WORK ITEM
Your job is to return every line of the listing holding the string "query".

▽

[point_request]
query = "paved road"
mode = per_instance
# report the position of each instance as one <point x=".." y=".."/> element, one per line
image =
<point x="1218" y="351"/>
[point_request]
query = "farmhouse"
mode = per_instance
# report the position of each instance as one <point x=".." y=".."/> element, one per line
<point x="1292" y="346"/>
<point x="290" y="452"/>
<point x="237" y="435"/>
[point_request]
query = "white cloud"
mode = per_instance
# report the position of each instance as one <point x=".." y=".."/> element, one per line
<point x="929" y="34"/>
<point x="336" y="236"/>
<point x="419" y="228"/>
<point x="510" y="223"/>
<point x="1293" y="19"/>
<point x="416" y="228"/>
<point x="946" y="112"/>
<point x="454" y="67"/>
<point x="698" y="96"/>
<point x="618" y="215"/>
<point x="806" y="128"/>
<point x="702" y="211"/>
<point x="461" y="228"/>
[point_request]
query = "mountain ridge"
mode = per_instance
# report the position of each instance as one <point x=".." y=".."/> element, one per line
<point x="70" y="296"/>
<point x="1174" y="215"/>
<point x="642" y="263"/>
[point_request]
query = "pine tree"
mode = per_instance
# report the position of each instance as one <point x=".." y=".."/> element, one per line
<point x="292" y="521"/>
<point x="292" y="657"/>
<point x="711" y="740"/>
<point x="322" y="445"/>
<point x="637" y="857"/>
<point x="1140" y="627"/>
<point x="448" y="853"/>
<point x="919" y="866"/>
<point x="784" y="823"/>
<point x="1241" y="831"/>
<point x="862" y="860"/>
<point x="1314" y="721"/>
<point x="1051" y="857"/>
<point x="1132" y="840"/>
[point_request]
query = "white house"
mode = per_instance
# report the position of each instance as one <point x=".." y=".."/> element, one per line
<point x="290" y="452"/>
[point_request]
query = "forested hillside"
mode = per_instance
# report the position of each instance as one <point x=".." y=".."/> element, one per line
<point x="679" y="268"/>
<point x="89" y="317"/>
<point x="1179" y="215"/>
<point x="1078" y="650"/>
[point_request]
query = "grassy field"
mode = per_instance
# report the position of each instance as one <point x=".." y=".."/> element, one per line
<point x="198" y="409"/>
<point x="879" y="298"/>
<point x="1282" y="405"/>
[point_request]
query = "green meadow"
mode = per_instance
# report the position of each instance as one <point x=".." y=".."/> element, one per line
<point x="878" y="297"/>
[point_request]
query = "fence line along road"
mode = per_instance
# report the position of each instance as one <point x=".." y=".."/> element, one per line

△

TASK RESULT
query = "paved road"
query = "farmhouse"
query = "white cloud"
query = "mountain ridge"
query = "pine tree"
query = "white house"
query = "forested hillside"
query = "grassy field"
query = "green meadow"
query = "fence line along road"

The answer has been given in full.